Task description
Copy out the records below exactly as they appear, from the line containing "Practice step: pin every instance of the blue sky" through the line containing "[(108, 149), (147, 29)]", including both of those lines. Leave the pictures out of your copy.

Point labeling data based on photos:
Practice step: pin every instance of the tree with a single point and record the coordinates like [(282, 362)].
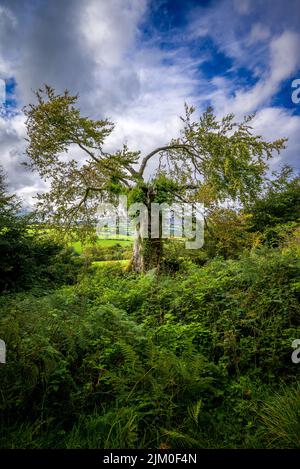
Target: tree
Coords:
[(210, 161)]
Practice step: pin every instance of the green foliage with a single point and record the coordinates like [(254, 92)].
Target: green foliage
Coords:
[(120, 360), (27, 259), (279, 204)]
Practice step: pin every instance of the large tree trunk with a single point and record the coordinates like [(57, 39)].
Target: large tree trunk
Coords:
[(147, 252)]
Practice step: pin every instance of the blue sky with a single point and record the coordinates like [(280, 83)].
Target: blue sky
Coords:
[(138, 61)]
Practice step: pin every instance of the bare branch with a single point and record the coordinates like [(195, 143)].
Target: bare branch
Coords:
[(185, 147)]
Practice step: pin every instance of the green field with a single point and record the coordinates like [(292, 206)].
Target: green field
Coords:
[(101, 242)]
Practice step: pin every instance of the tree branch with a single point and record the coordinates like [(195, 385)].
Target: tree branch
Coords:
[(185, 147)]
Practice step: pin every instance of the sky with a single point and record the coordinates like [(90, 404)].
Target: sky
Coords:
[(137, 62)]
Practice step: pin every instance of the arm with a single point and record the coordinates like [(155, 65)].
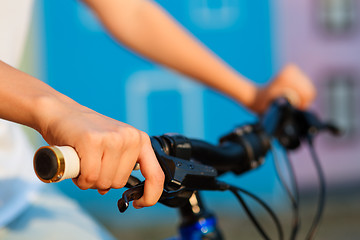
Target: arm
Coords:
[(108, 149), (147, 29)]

--

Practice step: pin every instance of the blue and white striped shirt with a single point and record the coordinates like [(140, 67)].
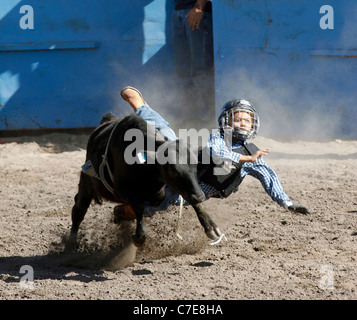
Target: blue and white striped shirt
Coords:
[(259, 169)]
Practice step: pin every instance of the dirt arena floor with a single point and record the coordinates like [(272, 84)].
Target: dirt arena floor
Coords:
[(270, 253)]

Output for this task
Practice step: pin every instance of the blue sky with a single point and record the coordinates like [(280, 83)].
Target: blue sky
Coords:
[(138, 61)]
Practice step: pin every instance of the bare branch with a single point and record the coordinates like [(195, 143)].
Target: bare branch
Coords:
[(185, 147)]
Practice step: pin every instance of the green field with a single point and record the coordinates like [(292, 206)].
Target: green field
Coords:
[(101, 242)]
Practice step: pin every instance of the tree branch with a single point and record the coordinates like [(195, 385)].
Target: tree branch
Coords:
[(185, 147)]
Practice step: pin every instance of the sky with a single point and record the coordinates like [(90, 404)].
Target: sky
Coords:
[(137, 62)]
Practice step: pin every instance of the arm with a single point and record the coordinates like [(155, 65)].
Target: arm
Coords:
[(108, 149), (147, 29)]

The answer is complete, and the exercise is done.